- [Requirement] Rewrite only the lines from the one containing "For every instance of the curved" through the one containing "pixel 537 95", inclusive, substituting "widest part" for each "thickest part" and leaving everything else as it is.

** START Information given **

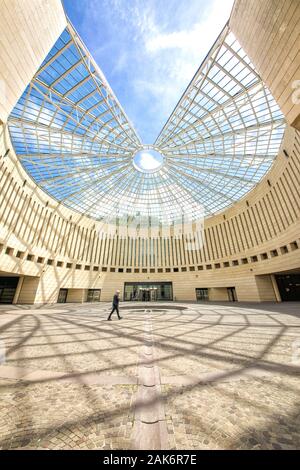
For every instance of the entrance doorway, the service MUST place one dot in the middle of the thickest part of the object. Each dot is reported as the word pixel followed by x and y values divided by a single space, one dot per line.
pixel 201 294
pixel 148 291
pixel 62 296
pixel 289 286
pixel 8 286
pixel 93 295
pixel 231 294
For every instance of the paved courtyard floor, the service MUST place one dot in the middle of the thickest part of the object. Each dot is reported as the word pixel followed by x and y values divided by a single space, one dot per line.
pixel 171 376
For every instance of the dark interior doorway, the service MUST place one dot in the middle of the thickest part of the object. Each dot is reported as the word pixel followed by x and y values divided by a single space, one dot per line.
pixel 231 294
pixel 8 286
pixel 148 291
pixel 62 296
pixel 289 286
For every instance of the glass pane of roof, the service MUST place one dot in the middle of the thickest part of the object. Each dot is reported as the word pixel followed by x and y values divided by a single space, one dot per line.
pixel 74 139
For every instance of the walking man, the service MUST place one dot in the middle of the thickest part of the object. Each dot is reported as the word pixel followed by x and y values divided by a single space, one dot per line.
pixel 115 306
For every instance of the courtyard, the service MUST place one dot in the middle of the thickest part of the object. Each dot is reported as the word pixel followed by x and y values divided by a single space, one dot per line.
pixel 166 376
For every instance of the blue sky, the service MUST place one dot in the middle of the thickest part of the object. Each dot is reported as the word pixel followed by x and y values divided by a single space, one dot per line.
pixel 148 50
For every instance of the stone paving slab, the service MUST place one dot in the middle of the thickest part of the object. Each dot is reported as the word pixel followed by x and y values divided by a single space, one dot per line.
pixel 215 376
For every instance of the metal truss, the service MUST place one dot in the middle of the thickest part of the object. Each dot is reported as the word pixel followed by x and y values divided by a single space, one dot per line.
pixel 73 137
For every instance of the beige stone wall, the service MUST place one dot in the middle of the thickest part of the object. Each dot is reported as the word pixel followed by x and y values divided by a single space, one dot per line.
pixel 28 30
pixel 269 31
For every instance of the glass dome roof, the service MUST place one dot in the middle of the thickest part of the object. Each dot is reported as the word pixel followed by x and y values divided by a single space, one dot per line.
pixel 72 136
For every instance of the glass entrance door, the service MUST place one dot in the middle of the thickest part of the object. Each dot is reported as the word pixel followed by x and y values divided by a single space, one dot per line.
pixel 148 291
pixel 231 294
pixel 201 294
pixel 8 286
pixel 62 296
pixel 93 295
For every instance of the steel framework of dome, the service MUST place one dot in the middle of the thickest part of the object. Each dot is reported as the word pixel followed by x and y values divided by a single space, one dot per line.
pixel 72 136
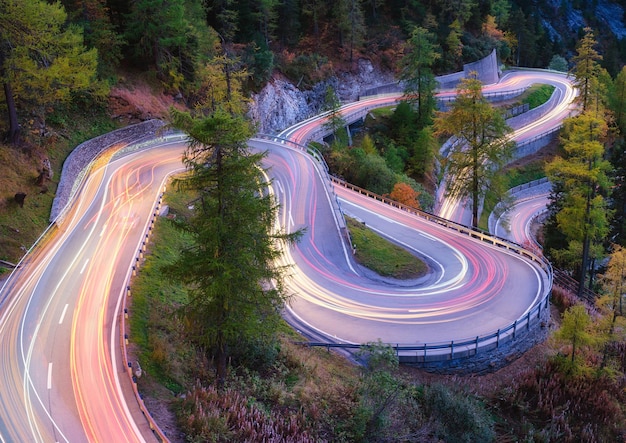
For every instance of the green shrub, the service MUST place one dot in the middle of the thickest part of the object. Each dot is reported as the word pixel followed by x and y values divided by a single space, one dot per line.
pixel 459 417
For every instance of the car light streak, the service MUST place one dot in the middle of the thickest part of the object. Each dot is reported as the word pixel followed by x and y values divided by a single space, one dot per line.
pixel 60 380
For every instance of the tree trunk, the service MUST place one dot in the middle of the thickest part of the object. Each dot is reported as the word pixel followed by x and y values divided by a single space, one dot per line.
pixel 13 137
pixel 14 127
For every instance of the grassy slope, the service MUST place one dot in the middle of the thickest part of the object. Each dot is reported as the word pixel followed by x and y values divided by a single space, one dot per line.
pixel 19 169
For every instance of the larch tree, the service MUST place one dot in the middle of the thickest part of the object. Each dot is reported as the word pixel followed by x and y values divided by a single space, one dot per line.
pixel 235 286
pixel 576 331
pixel 611 304
pixel 405 194
pixel 479 147
pixel 420 54
pixel 582 214
pixel 586 70
pixel 43 62
pixel 94 17
pixel 582 173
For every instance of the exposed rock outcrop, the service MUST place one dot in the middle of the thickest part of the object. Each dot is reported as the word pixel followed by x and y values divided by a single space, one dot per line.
pixel 281 104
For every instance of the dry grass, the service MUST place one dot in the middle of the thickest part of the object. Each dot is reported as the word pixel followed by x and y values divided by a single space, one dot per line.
pixel 21 226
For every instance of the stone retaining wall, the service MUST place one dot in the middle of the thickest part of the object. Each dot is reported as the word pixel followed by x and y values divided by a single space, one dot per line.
pixel 491 359
pixel 77 163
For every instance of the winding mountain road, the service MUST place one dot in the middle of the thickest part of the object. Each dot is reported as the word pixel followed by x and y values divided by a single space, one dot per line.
pixel 62 377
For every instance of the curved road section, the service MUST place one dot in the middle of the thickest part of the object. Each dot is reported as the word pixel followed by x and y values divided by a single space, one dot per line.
pixel 62 377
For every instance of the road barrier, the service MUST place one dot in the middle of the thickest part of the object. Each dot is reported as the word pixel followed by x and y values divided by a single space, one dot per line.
pixel 535 317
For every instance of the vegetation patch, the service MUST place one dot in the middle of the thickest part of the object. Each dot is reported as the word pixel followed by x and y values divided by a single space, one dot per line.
pixel 20 167
pixel 382 256
pixel 537 95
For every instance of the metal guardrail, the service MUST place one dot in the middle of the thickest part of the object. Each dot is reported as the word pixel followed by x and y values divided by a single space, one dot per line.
pixel 124 335
pixel 470 346
pixel 444 351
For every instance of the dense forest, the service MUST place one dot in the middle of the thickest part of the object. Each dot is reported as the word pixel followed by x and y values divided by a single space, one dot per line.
pixel 59 61
pixel 86 42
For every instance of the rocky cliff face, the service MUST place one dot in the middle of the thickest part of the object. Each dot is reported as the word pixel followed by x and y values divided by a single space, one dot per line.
pixel 281 104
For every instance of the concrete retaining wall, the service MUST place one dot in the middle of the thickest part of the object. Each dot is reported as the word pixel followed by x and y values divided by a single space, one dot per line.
pixel 486 68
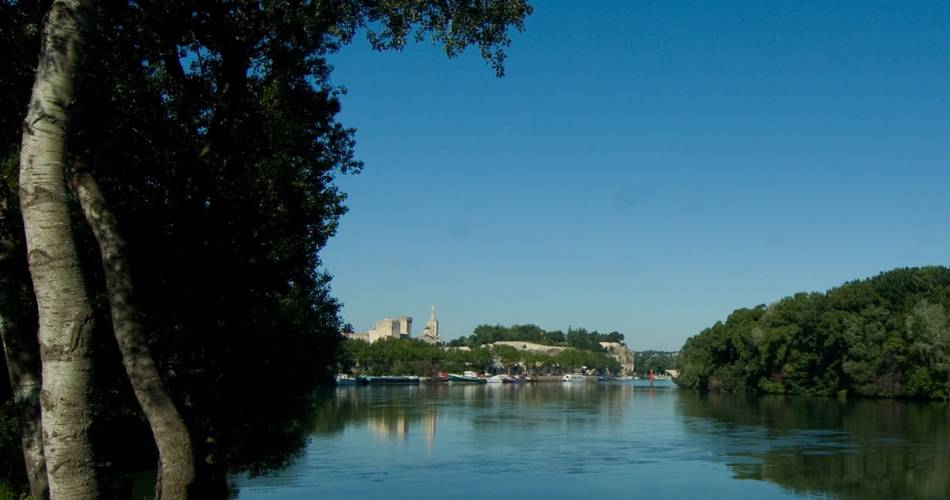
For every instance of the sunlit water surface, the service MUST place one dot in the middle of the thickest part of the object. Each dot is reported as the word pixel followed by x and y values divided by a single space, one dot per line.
pixel 611 440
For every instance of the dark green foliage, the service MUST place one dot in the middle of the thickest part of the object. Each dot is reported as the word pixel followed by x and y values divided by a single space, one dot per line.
pixel 578 338
pixel 886 336
pixel 415 357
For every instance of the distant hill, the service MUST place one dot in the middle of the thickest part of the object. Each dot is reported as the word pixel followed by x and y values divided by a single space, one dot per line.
pixel 577 338
pixel 886 336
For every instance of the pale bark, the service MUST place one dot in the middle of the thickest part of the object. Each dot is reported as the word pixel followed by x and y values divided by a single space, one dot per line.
pixel 176 460
pixel 23 366
pixel 65 315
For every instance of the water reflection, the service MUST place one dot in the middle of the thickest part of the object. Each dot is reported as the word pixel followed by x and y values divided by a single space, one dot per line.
pixel 395 413
pixel 612 441
pixel 847 449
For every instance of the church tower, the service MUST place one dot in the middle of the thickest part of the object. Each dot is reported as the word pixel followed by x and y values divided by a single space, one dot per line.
pixel 430 333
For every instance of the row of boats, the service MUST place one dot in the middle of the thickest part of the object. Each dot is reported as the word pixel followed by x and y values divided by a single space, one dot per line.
pixel 467 377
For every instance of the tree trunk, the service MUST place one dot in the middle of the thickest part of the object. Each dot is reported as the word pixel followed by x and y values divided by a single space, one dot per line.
pixel 23 366
pixel 65 315
pixel 176 460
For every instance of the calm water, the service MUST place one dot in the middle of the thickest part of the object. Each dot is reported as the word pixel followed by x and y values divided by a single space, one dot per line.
pixel 616 440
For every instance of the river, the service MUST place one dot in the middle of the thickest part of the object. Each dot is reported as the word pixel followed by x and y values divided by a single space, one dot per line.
pixel 618 440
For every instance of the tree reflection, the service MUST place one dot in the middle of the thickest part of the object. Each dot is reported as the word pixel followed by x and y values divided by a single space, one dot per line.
pixel 848 449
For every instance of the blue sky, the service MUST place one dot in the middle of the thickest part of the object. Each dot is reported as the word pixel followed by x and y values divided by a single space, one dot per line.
pixel 645 167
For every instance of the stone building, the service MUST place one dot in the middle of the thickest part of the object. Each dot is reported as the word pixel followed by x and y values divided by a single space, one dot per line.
pixel 430 333
pixel 400 328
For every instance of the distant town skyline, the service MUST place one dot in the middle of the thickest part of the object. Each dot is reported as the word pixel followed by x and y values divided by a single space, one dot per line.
pixel 645 167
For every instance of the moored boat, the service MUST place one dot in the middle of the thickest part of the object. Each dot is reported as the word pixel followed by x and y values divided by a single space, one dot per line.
pixel 394 380
pixel 467 378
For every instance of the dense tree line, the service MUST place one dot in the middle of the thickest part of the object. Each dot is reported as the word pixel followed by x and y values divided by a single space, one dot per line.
pixel 658 361
pixel 887 336
pixel 210 128
pixel 415 357
pixel 577 338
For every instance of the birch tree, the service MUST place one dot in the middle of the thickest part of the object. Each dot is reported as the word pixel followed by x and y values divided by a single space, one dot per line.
pixel 64 312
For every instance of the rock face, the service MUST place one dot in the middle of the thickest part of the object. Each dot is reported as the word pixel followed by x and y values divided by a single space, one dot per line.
pixel 430 333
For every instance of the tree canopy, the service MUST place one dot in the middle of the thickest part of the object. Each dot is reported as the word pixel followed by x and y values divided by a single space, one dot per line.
pixel 211 127
pixel 886 336
pixel 578 338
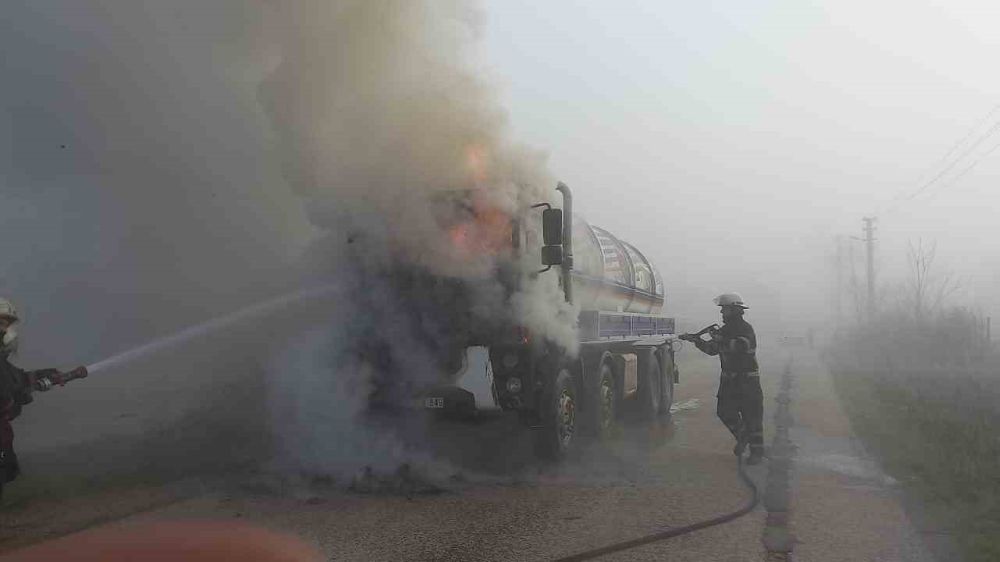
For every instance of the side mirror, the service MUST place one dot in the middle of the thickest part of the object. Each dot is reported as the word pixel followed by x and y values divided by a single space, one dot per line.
pixel 552 228
pixel 551 255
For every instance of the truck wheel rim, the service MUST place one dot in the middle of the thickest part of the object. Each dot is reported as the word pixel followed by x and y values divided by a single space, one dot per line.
pixel 607 404
pixel 567 417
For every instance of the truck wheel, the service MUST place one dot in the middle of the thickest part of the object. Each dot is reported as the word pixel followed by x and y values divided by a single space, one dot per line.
pixel 666 387
pixel 606 403
pixel 650 389
pixel 557 436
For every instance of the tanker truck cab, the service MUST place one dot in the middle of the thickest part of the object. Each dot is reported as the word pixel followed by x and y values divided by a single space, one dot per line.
pixel 624 366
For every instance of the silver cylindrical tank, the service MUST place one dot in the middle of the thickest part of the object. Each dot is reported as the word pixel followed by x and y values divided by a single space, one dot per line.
pixel 612 275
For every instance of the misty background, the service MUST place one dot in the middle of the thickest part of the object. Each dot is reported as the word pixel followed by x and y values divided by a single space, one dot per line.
pixel 164 163
pixel 732 142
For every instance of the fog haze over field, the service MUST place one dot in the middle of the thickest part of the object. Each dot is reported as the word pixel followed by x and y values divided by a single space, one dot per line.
pixel 733 142
pixel 730 143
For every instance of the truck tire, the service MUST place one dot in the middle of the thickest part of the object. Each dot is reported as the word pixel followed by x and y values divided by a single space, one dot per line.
pixel 650 389
pixel 557 435
pixel 667 368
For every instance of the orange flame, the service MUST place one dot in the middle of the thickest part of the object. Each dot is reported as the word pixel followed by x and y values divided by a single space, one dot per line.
pixel 477 162
pixel 488 231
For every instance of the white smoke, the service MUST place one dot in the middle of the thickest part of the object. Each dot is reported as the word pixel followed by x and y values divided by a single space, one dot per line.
pixel 379 109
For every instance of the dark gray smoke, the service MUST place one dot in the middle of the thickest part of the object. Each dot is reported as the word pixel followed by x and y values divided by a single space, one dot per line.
pixel 379 111
pixel 163 163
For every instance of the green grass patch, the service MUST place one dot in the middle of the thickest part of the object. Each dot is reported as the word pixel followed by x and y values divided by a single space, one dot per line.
pixel 937 432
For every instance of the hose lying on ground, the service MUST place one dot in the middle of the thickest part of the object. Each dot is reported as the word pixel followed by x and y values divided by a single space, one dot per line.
pixel 676 531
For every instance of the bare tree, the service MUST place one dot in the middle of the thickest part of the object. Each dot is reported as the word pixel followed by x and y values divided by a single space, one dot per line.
pixel 927 288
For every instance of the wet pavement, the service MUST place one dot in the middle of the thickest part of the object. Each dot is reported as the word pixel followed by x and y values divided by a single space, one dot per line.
pixel 486 498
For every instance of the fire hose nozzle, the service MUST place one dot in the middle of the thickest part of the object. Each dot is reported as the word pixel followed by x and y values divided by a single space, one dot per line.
pixel 46 382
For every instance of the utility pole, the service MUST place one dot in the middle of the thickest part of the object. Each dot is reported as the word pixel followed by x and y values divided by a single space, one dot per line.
pixel 869 239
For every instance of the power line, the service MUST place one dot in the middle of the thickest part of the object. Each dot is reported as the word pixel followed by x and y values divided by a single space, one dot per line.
pixel 992 130
pixel 900 197
pixel 967 169
pixel 972 131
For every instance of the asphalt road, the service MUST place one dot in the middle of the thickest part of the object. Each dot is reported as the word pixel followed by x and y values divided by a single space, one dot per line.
pixel 478 493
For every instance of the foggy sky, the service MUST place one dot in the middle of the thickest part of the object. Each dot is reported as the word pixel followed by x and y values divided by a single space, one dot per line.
pixel 733 141
pixel 729 142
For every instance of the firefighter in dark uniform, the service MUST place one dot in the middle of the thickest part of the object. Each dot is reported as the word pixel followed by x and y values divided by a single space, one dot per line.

** END Information given **

- [Worked solution]
For every instance of the curved road section, the service MUST place one dot in the middle of the widest part of the object. Each dot is reported as the word pixel followed by x and y values divided by a single space, one dot per line.
pixel 62 377
For every instance of the road barrier, the service MUST place one dot in the middle of the widest part of the object. Each dot is reported as the word pixel followed by x and y values divided by a single space, one dot per line.
pixel 535 317
For every instance of the vegetation patch, the service MUST place one dot in the middle of the widest part of the object. Each dot is reported as the word pixel followed by x and y values divided by a single space, one dot per line.
pixel 20 167
pixel 382 256
pixel 537 95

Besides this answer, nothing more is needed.